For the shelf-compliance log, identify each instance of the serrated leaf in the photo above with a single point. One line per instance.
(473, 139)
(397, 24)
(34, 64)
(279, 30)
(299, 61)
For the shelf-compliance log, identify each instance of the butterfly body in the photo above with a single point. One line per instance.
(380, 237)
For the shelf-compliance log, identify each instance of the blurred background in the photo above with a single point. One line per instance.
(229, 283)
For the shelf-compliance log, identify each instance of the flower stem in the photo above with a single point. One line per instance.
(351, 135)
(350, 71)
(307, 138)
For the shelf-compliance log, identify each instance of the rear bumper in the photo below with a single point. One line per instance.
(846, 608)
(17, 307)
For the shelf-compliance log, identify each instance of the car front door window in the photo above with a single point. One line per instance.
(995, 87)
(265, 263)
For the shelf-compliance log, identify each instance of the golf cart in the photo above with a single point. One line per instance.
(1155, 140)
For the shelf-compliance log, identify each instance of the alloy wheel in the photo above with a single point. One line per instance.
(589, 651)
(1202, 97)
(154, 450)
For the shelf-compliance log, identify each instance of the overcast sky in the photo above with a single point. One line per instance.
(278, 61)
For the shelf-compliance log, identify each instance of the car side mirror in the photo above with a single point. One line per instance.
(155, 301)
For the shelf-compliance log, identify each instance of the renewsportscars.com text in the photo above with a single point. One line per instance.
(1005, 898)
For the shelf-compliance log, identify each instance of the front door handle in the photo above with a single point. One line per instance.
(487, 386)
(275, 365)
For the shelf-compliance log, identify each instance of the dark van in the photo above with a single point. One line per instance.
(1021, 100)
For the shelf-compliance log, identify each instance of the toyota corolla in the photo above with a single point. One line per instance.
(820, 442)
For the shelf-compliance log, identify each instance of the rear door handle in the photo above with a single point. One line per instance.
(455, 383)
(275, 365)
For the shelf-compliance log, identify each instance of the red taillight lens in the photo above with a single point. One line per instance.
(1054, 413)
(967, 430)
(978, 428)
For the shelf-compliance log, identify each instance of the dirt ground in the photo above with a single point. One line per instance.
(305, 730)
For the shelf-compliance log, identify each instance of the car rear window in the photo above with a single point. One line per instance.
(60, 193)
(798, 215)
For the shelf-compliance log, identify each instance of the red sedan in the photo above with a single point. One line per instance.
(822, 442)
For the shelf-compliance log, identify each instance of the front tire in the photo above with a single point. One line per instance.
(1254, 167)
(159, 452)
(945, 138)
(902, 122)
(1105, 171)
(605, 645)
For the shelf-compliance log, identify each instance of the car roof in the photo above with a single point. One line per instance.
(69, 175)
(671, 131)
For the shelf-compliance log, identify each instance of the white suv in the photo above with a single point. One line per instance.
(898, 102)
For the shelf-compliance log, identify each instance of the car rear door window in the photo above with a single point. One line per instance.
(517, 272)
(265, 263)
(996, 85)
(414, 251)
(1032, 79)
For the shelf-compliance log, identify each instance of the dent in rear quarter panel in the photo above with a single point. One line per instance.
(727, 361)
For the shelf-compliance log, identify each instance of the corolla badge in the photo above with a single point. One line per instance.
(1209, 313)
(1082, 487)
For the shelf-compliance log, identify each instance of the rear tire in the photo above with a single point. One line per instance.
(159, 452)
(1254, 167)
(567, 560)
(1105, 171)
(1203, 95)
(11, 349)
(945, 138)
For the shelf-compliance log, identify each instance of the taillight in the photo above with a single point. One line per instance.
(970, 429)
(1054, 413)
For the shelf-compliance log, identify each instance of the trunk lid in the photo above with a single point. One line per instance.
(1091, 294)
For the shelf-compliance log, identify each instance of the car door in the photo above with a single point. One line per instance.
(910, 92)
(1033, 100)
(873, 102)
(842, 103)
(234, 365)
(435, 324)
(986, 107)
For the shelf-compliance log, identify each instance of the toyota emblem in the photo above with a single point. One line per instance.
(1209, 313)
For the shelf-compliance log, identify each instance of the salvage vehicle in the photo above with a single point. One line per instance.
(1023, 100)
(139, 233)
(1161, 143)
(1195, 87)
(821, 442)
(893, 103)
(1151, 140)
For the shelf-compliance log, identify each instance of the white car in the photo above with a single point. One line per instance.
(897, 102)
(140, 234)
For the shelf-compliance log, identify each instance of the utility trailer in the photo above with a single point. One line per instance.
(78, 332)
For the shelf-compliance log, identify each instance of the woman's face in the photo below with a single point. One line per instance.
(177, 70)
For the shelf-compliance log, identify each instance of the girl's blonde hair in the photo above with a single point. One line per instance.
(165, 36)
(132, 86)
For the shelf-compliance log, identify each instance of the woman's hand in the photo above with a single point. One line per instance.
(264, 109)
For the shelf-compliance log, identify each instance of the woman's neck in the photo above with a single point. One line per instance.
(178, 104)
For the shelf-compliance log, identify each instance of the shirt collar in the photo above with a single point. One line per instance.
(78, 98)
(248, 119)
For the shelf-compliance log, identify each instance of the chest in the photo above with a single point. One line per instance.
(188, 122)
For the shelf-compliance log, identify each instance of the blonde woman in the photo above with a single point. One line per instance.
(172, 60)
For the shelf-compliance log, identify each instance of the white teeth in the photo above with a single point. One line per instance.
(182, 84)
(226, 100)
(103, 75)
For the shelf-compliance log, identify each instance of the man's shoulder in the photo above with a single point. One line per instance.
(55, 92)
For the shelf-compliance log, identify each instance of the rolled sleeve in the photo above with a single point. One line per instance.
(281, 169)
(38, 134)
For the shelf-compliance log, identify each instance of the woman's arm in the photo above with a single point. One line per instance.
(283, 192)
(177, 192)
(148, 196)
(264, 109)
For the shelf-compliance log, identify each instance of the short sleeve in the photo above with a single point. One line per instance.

※ ※ ※

> **Task goal**: Set out exactly the run of lines that begins at the line holding "the white car" and ends at the last line of the data.

> **Full output**:
For the shelf-compliance log, identify each instance of the white car in the photo above with a single point. One line per instance.
(897, 102)
(140, 234)
For the shelf-compliance log, identify each instance of the utility trailer in the photo above with a single point. One line per instance.
(78, 332)
For the shelf-compliance log, identify each instance of the woman's face in the photo below with a single point. One line per instance.
(177, 70)
For the shelf-compliance log, identify each instance of the girl's blonde hair in the photo above with a single point. One line per instance.
(165, 36)
(132, 86)
For the shelf-compliance log, identify each instance of the woman's hand in the photo above with a single point. One line per instance.
(264, 109)
For the shelf-compliance log, identify each instance of the woman's neck in the photo above with a single point. One line per instance.
(178, 104)
For the shelf-compliance log, identify each instance of the shirt collar in the photo above with a single point. One line per instance.
(78, 98)
(248, 119)
For the shelf-compliance log, identify each instance of the chest in the photo above with a single point. One line per instance.
(188, 122)
For the shelf-compliance log, identify each instance of the blonde woman in the photo above with a single point. One line per instance.
(172, 60)
For the shelf-compliance log, identify each instance of the white teeth in the photo above with a single point. One line per instance.
(182, 84)
(226, 100)
(103, 75)
For the shelf-compliance log, identify each instance of the man's shoulder in the photo above with a single point. One line per instance.
(55, 92)
For the shelf-compliance log, identify each instance of the rolled sleeve in the photo above with a single point. One line per instance.
(281, 169)
(38, 134)
For the shelf-compliance log, identify each instance of the woman's arm in the photo above with a single point. One line per instance.
(283, 192)
(177, 192)
(148, 196)
(264, 109)
For the shelf-compliance log, identify each instance of the short sleeve in the photo above with a single point. One line per instance.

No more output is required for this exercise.